* [INFORMATION SHOWN]:
● ● ● ● ● ● ●

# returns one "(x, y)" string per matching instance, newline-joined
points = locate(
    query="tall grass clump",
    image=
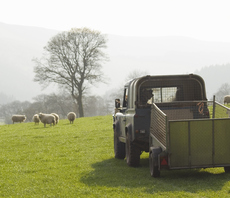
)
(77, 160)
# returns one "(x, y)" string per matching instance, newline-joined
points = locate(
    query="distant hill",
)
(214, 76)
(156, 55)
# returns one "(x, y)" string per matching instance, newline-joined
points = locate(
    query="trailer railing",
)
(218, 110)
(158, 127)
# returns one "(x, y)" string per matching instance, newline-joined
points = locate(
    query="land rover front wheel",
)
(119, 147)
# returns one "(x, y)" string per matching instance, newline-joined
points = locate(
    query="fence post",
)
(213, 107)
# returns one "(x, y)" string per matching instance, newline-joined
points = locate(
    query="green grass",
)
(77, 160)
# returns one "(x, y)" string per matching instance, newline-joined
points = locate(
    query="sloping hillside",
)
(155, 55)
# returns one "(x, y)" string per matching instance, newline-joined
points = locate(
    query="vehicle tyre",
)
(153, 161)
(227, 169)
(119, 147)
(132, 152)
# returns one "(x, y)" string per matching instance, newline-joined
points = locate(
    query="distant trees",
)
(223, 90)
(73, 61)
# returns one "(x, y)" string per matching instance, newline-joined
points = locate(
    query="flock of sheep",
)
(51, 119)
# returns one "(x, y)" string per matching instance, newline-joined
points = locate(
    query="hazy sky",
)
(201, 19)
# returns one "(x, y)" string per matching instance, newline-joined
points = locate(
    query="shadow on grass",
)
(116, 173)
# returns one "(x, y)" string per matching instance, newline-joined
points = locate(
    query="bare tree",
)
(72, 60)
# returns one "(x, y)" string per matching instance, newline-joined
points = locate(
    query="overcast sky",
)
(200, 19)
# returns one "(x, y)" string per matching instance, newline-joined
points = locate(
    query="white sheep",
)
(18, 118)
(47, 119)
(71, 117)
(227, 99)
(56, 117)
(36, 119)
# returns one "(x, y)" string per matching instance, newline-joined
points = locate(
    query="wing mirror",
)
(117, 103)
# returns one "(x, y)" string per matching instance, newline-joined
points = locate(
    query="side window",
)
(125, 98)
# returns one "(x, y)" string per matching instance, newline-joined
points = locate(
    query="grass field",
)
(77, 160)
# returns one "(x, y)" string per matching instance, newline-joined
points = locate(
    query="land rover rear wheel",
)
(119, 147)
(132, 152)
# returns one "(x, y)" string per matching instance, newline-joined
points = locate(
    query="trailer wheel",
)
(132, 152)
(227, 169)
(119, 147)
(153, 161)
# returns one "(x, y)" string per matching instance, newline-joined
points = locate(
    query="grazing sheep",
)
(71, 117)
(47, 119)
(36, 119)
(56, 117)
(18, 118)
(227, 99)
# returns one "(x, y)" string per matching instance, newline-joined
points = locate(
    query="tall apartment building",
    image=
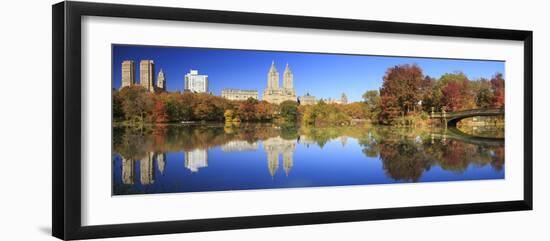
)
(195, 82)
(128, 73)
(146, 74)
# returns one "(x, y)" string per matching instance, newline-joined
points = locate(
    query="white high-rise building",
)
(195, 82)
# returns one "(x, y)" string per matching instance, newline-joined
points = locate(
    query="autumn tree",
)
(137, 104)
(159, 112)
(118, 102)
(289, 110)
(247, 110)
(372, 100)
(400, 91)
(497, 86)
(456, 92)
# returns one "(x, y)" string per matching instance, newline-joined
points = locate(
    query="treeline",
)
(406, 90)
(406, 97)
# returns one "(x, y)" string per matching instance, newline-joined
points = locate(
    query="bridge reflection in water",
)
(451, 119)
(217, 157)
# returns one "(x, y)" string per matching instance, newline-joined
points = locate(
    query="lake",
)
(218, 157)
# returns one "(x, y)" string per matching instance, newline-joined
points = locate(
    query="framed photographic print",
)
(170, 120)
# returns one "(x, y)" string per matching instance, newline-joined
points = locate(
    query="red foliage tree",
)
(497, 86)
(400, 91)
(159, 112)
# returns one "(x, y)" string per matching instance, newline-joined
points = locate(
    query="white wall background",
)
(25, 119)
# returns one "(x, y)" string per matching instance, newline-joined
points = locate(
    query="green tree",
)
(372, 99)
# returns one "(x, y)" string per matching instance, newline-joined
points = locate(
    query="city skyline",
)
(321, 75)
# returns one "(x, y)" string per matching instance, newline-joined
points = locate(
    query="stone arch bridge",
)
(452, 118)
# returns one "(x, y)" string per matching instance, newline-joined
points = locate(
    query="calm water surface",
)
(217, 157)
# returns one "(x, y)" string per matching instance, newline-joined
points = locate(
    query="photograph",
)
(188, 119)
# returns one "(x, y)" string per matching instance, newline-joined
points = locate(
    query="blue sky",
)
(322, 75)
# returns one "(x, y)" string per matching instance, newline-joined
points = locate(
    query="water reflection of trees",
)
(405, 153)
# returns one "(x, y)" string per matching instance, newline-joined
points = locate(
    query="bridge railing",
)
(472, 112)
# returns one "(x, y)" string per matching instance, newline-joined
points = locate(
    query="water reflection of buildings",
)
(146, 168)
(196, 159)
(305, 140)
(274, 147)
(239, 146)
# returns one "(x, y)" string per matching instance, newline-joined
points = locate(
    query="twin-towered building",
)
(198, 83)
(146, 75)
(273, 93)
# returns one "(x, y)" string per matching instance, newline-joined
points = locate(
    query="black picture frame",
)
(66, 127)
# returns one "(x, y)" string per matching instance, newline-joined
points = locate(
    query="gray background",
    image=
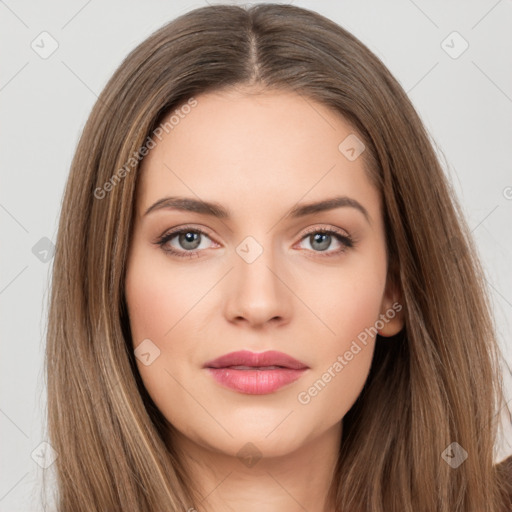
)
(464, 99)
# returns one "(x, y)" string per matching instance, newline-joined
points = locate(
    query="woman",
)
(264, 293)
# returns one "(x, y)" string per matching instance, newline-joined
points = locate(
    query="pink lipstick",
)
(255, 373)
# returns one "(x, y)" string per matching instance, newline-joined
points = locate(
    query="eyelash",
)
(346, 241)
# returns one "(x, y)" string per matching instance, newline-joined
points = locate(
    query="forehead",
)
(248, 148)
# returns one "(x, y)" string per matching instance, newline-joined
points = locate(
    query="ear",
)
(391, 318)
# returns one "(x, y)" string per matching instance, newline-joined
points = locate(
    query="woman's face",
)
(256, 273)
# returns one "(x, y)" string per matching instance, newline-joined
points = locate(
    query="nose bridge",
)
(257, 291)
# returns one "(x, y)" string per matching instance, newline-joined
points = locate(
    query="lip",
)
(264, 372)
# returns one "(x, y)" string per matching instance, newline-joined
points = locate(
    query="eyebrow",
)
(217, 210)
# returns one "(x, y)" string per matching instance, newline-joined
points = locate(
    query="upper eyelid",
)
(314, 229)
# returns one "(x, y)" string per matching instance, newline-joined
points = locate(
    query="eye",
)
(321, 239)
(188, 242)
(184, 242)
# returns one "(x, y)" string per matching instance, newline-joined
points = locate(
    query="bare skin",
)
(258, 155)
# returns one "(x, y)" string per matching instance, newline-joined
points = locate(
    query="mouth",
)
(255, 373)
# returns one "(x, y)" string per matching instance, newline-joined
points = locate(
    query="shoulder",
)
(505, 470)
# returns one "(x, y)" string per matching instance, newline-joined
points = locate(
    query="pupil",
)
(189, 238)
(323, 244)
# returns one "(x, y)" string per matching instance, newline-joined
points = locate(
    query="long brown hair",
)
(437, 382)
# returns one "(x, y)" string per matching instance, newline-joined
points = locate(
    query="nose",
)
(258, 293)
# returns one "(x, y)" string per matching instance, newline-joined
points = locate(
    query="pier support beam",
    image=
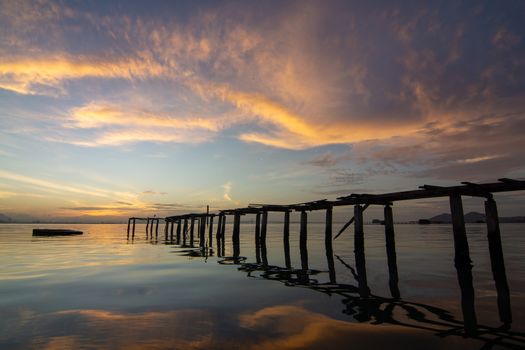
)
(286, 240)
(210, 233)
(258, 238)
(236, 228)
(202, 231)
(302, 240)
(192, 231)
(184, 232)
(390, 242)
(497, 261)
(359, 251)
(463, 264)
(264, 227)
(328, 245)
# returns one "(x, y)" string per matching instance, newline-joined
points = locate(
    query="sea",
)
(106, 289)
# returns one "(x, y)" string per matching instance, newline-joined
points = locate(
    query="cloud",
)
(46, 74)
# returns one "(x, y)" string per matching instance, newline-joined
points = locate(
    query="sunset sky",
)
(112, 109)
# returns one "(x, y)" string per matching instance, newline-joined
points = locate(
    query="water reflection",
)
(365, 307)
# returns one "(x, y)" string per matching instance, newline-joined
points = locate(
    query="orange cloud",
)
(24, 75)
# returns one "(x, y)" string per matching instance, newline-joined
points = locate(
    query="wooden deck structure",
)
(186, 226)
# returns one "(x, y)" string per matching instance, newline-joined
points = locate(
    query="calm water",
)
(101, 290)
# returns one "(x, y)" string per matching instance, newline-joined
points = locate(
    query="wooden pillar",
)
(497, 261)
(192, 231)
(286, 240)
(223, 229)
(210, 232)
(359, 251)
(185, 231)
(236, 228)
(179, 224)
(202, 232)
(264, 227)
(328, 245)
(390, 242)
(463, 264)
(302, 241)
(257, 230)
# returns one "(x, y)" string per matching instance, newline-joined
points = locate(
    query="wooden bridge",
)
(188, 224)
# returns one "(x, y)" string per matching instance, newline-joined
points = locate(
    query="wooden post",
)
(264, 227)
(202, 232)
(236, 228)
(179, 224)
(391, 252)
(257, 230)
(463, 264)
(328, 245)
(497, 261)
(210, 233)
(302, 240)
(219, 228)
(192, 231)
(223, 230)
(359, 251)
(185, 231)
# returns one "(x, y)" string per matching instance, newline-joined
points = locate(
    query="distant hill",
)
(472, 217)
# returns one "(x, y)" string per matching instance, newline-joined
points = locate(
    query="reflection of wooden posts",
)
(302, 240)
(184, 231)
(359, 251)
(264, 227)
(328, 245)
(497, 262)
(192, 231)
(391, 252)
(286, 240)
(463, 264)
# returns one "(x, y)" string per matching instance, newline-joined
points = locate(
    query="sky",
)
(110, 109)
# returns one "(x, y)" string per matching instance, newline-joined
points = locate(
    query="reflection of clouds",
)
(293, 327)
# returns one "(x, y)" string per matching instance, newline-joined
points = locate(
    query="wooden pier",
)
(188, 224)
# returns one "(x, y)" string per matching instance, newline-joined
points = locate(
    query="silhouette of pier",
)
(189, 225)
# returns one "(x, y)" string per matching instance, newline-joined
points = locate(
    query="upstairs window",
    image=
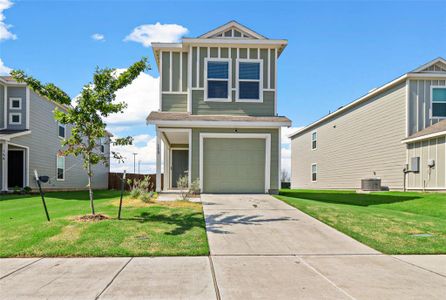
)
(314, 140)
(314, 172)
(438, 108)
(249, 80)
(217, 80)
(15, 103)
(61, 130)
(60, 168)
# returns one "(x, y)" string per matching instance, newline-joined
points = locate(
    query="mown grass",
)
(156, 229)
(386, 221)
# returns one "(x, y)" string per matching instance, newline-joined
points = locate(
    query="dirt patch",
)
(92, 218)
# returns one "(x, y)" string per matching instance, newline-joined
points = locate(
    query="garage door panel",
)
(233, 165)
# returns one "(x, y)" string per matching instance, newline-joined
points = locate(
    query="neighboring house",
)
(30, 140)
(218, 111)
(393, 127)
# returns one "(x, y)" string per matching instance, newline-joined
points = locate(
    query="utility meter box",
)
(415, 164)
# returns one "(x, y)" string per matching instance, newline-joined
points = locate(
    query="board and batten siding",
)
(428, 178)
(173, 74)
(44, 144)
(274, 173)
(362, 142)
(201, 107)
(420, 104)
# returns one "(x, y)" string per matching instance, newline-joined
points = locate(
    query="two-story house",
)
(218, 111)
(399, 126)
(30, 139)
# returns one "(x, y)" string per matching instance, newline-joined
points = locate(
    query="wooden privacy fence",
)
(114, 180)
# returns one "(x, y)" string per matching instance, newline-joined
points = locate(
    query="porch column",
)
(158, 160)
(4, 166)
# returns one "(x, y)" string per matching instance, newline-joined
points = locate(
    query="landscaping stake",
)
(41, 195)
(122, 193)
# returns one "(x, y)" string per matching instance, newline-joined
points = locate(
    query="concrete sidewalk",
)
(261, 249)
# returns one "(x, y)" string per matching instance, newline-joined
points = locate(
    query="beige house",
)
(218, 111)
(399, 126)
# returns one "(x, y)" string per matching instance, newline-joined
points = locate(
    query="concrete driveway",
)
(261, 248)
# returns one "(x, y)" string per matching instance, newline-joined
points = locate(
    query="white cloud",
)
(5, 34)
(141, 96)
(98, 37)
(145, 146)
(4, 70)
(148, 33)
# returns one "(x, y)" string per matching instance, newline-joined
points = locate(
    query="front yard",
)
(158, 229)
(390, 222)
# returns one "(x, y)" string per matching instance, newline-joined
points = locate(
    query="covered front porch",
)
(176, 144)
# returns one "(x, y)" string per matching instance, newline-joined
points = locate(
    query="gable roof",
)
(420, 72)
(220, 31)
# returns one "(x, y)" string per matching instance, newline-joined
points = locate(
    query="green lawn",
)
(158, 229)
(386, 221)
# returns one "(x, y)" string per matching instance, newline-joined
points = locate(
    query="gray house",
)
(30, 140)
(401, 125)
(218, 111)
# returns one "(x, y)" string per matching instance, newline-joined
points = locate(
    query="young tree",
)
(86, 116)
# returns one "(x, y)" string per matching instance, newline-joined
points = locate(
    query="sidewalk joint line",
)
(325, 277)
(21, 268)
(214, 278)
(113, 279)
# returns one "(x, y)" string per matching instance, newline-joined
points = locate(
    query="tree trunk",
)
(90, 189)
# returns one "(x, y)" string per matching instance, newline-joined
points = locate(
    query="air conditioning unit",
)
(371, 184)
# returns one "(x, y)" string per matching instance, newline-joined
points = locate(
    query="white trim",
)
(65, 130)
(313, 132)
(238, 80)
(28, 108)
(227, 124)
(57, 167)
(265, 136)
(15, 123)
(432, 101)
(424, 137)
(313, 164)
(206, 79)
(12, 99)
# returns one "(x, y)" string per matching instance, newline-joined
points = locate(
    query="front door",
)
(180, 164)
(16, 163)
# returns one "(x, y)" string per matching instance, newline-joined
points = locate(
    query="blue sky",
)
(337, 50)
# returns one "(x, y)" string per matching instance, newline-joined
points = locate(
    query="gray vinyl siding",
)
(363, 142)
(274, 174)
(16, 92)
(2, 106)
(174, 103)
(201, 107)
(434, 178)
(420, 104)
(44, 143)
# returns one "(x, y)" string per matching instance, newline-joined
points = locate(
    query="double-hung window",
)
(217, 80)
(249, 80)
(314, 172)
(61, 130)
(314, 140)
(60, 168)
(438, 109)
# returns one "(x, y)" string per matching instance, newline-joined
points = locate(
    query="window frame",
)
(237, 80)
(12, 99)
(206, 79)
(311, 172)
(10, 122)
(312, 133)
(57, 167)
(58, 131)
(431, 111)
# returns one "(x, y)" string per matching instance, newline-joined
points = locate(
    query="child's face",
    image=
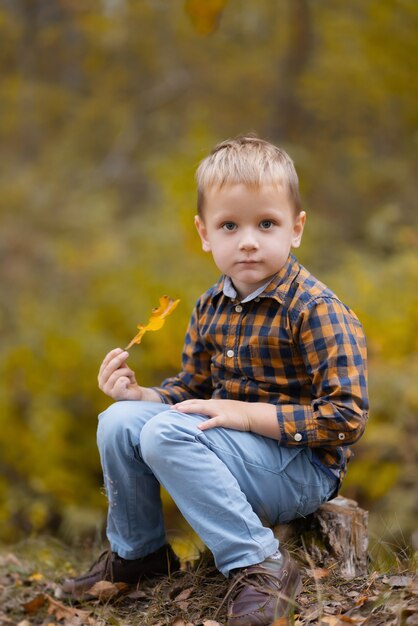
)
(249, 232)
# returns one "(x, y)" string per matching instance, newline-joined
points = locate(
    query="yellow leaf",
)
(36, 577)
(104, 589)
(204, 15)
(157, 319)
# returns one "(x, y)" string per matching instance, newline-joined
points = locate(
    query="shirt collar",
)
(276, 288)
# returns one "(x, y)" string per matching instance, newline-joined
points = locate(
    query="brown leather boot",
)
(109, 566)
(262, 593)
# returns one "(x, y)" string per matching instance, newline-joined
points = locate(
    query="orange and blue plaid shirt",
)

● ● ● ● ● ● ●

* [STATED TASK]: Return every line of the records above that contains the string "fence".

* [OUTPUT FOR THIS TASK]:
    query="fence post",
    query="wooden privacy fence",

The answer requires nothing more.